• SOURCE PASSAGE:
That will be part of our conversation today, along with how this ties into potential corruption, with Trump battling the idea of an inspector general to oversee the trillions that are being spent. Well, we’ll see what all that means when we talk with Bill Black, who has been a former financial regulator and is now Associate Professor of Economics and Law at the University of Missouri, Kansas City and a frequent Real News contributor and author of The Best Way To Rob a Bank Is To Own One. Bill, welcome back. Good to have you with us.

Bill Black: Thank you. Good to be here.

Marc Steiner: There’s a lot of complexity to this for people when they read it, and I think that part of it is we live in this country where quote-unquote states’ rights is supposed to be the bellwether for who we are as a people. And for years, it was a good argument for why we shouldn’t end the enslavement of Africans and many other things. But talk about this in terms of this bailout now. Clearly, the Republicans and many people in Congress do not want to bail out state and local governments, and other people have been saying if they don’t do this, we’re in danger of having a real economic turndown. So talk a bit about what your analysis is here.

Bill Black: Sure. This isn’t really an issue of state right, it’s about state fiscal capacity versus federal fiscal capacity. States and local governments do not have sovereign currencies. They can’t run long-term deficits. They are constrained the way households are constrained. They usually have statutory limits as well and sometimes constitutional limits about raising debt. And when there is an enormous, great recession, the states and localities are absolutely pounded into laying off workers at the times when we most want to be spending in the public sector, which is why it makes enormous sense for the federal government, which does have a sovereign currency, to provide large amounts of money to states.

• TASK GOAL: Reproduce the interview transcript verbatim, starting at "That will be" and ending at "to be here.".

Saved entries:

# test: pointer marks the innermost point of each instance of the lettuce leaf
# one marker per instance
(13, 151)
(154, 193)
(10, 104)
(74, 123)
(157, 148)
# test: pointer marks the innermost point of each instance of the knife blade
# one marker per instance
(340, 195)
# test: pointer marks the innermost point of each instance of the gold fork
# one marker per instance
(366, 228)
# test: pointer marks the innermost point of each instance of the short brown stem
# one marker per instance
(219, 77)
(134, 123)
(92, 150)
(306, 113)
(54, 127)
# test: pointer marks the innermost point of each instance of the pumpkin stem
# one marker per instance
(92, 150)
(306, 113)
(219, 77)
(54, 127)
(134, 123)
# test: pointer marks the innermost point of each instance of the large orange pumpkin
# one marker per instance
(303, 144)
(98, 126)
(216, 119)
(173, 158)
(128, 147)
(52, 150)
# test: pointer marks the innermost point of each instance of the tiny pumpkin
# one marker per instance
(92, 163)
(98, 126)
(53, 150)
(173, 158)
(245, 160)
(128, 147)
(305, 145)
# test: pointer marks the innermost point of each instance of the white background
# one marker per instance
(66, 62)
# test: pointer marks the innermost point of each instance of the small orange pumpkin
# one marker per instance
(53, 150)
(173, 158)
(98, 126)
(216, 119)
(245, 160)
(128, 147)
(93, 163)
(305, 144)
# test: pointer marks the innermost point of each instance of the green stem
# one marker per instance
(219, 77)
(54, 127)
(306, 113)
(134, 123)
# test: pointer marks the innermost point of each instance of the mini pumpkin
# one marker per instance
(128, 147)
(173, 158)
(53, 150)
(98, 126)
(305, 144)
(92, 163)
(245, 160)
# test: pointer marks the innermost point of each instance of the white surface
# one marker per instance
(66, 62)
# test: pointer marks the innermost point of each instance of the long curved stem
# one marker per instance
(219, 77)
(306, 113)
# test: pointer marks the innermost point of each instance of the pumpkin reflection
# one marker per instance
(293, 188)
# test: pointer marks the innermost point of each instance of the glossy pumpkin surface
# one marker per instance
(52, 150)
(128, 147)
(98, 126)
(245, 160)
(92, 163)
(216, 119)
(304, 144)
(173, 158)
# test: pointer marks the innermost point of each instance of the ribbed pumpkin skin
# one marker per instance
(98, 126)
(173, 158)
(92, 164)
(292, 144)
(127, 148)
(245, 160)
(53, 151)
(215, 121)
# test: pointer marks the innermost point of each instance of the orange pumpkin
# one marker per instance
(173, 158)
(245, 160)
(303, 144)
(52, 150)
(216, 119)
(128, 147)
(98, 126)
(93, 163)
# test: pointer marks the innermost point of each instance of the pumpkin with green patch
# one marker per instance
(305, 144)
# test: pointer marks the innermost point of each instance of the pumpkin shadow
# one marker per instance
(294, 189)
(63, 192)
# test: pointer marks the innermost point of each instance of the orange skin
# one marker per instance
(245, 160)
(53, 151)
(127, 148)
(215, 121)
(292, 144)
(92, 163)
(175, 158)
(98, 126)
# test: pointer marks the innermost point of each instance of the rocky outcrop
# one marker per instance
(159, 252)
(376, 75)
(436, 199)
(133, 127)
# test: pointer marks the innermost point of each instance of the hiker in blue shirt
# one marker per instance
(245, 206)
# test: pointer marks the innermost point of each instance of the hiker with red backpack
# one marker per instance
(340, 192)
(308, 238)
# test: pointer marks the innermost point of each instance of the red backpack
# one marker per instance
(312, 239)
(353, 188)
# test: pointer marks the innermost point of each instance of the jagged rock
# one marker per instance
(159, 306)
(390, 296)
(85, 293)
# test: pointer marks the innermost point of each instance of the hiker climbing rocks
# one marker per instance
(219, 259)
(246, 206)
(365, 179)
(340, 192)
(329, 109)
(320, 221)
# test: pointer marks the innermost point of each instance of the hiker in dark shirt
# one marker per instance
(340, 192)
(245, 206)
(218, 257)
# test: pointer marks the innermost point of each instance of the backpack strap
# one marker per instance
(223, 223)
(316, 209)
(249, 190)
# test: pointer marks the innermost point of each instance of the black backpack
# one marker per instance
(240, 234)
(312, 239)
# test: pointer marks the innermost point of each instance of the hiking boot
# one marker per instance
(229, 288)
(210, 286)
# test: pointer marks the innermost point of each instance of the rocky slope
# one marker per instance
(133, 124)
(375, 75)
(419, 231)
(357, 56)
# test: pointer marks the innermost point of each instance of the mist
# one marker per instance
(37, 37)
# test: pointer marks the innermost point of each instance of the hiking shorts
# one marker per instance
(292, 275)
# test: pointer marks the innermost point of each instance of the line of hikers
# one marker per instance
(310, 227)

• SOLUTION FOR THIS TASK:
That will be part of our conversation today, along with how this ties into potential corruption, with Trump battling the idea of an inspector general to oversee the trillions that are being spent. Well, we’ll see what all that means when we talk with Bill Black, who has been a former financial regulator and is now Associate Professor of Economics and Law at the University of Missouri, Kansas City and a frequent Real News contributor and author of The Best Way To Rob a Bank Is To Own One. Bill, welcome back. Good to have you with us.

Bill Black: Thank you. Good to be here.